Image-grounded pointing data:
****************************************

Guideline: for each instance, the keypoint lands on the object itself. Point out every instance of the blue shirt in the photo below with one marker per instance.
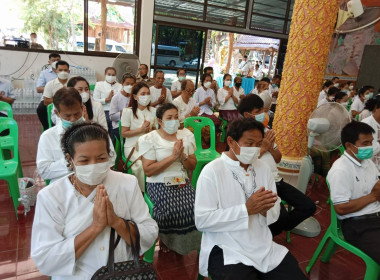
(46, 76)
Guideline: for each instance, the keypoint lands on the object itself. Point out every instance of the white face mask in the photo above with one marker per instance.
(92, 174)
(110, 79)
(247, 154)
(207, 84)
(171, 127)
(63, 75)
(85, 96)
(127, 89)
(144, 100)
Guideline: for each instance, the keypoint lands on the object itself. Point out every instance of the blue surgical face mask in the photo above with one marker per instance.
(66, 124)
(260, 117)
(364, 152)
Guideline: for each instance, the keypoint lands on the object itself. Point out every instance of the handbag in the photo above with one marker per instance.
(128, 270)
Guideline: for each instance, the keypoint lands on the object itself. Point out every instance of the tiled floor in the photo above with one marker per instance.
(15, 261)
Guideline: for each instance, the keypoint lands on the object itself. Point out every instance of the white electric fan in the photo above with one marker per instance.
(126, 63)
(323, 129)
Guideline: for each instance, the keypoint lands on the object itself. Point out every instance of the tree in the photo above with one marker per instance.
(57, 20)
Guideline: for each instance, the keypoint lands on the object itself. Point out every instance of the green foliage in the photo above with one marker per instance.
(56, 20)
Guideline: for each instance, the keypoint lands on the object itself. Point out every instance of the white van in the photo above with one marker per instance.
(167, 55)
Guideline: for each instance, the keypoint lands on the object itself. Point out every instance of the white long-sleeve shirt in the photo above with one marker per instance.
(221, 214)
(62, 213)
(200, 95)
(102, 91)
(51, 162)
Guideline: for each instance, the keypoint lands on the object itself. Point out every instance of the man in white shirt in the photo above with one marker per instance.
(235, 202)
(244, 66)
(355, 190)
(159, 94)
(51, 162)
(374, 122)
(176, 85)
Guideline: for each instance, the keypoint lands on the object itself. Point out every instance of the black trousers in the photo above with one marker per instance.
(288, 269)
(42, 115)
(303, 208)
(365, 235)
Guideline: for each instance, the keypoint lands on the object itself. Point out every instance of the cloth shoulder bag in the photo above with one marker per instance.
(128, 270)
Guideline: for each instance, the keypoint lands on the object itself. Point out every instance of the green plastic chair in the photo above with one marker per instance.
(49, 108)
(203, 156)
(10, 168)
(335, 236)
(223, 127)
(4, 106)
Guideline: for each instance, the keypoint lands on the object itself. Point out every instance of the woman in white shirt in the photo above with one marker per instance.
(93, 110)
(137, 120)
(167, 156)
(74, 215)
(104, 91)
(228, 100)
(120, 101)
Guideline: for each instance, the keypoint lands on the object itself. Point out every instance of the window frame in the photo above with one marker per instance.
(86, 52)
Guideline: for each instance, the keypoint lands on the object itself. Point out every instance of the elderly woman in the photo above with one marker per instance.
(74, 215)
(167, 155)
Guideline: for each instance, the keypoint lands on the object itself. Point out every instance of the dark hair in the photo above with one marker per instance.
(207, 69)
(132, 101)
(181, 69)
(61, 62)
(156, 72)
(203, 78)
(339, 96)
(163, 108)
(67, 96)
(71, 83)
(54, 55)
(350, 133)
(250, 102)
(81, 133)
(184, 83)
(128, 76)
(332, 91)
(109, 68)
(237, 127)
(370, 104)
(327, 84)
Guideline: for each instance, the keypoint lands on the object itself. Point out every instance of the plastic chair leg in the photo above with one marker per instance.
(318, 251)
(329, 251)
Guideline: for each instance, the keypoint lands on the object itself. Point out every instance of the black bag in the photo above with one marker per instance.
(129, 270)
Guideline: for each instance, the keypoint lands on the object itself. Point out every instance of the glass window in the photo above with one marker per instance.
(275, 8)
(58, 25)
(225, 16)
(180, 8)
(117, 35)
(267, 23)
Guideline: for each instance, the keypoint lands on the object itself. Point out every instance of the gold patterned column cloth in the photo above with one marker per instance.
(310, 36)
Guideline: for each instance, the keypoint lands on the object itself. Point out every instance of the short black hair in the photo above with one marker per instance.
(163, 108)
(207, 69)
(61, 62)
(332, 91)
(237, 127)
(67, 96)
(250, 102)
(327, 84)
(81, 133)
(54, 55)
(350, 133)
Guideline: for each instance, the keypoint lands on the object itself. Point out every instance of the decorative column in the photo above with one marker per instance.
(310, 36)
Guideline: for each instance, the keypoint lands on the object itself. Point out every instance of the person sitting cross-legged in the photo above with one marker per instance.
(355, 189)
(235, 202)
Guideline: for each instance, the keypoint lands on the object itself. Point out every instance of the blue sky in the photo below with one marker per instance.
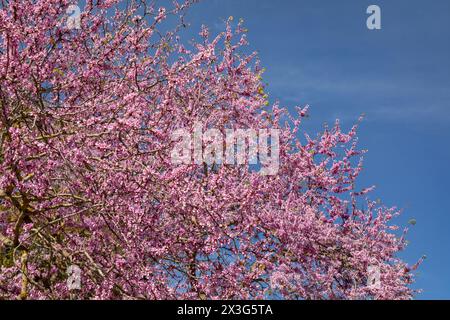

****************************************

ABOUT THIS EXERCISE: An exact copy of all the entries above is required, with every picture left out.

TASK ANSWER:
Guideline: for each instance, the keypoint lands on the object itself. Point out every instance of the blue shirt in the photo below with one marker per instance.
(46, 76)
Guideline: for each instance, the keypoint lands on the object itself. Point out every instance of the white face mask in the photo above with one marker per instance.
(92, 174)
(110, 79)
(247, 154)
(207, 84)
(171, 127)
(63, 75)
(85, 96)
(127, 89)
(144, 100)
Guideline: for each instance, the keypoint lands on the object itself. Point out every instance of the blue surgical face mask in the photo above with one marker per instance.
(66, 124)
(260, 117)
(364, 152)
Guideline: for each instance, the keypoint lands on the object itself. Point out every instance of the handbag in the photo above with one marker per instance.
(128, 270)
Guideline: for each instance, the keypoint lands on the object itself. Point out every instance of the tiled floor in the photo above with one marker per instance.
(15, 261)
Guideline: for each instance, the keypoint lands on the object itself. Point out every instance of the white electric fan in the photo above with one marker per instance.
(126, 63)
(323, 129)
Guideline: for each instance, the keypoint lands on the object itself. Point out every instance of the tree in the photo above with one marker per instance.
(57, 20)
Guideline: for each instance, the keypoint lands on the object itself. Point out every instance of the green foliage in the photo above with one marker per instance.
(56, 20)
Guideline: for each instance, the keypoint lands on the object itself. Point out every instance of the white van in the photo above with one marker per instance.
(167, 55)
Guideline: for each instance, the keypoint lands on the object itself. Point out every instance of the white long-sleeve shirt in the photo above with one marker per instance.
(221, 214)
(62, 213)
(200, 95)
(102, 91)
(51, 162)
Guideline: for each instance, the keypoint lands on the object itself. Point out every instance of the man in white shirt in the photo above with one marker per instance.
(235, 202)
(244, 66)
(355, 190)
(159, 94)
(51, 162)
(374, 122)
(176, 85)
Guideline: for each instance, the keypoint lands on the object itself. Point out every instance of the black trousers in the photo above with one marker per instance.
(288, 269)
(42, 115)
(303, 208)
(365, 235)
Guideline: for each instance, the keypoint lands on the object itself. Point out every instance of the cloth shoulder bag in the photo above with one marker per instance.
(128, 270)
Guideline: for each instance, the keypoint lands on the object itself. Point out every instance of the green plastic chair in the photo above with one marker per instance.
(49, 108)
(203, 156)
(10, 168)
(335, 236)
(223, 127)
(4, 106)
Guideline: for each instance, the keypoint lands on the object itself. Point out every instance of the woman in white shirt in the photo above with one marker per instance.
(93, 110)
(137, 120)
(167, 156)
(74, 215)
(104, 91)
(228, 100)
(120, 101)
Guideline: for each instance, the keypoint lands on the object itself. Point out every instance of the window frame in the photo above with one marker per instance.
(86, 52)
Guideline: for each instance, the keypoint lands on the object itself. Point out every instance of the elderly woman in the photo above with one marker per instance.
(74, 215)
(167, 155)
Guideline: for each instance, the keypoint lands on the object itself. Point out every instance of the dark hair in the photo above with one marker per instance.
(207, 69)
(132, 101)
(181, 69)
(61, 62)
(156, 72)
(203, 78)
(339, 96)
(163, 108)
(67, 96)
(71, 83)
(54, 55)
(350, 133)
(250, 102)
(81, 133)
(184, 83)
(128, 76)
(332, 91)
(109, 68)
(237, 127)
(370, 104)
(327, 84)
Guideline: for each instance, the keypoint lands on the object itself. Point out every instance of the plastic chair leg in the photo above with one marker per instance.
(318, 251)
(329, 251)
Guideline: for each instance, the keypoint lands on the object itself. Point out every instance of the black bag in the photo above with one marker per instance.
(129, 270)
Guideline: for each instance, the keypoint lands on the object itself. Point out every instance of the glass window in the photo above with one marker per instance.
(275, 8)
(58, 25)
(225, 16)
(180, 8)
(117, 35)
(267, 23)
Guideline: for each instance, the keypoint lands on the object itself. Point out every instance of the gold patterned column cloth in the photo above with one marker per instance.
(310, 36)
Guideline: for each instance, the keypoint lands on the object itself. Point out every instance of the short black hair in the photo above with one marker per instance.
(163, 108)
(207, 69)
(61, 62)
(332, 91)
(237, 127)
(67, 96)
(250, 102)
(327, 84)
(81, 133)
(54, 55)
(350, 133)
Guideline: for each instance, the keypoint lands on the object itself. Point out every instance of the decorative column in the photo above with one marker per instance.
(310, 36)
Guideline: for each instance, the keypoint lands on the object itself. Point out every instance of the person sitting cross-legged in the photo above with one marker per instance.
(355, 189)
(235, 202)
Guideline: for each instance, the keypoint lands on the object itself. Point out every instance of the blue sky in the photo below with one marker per instance.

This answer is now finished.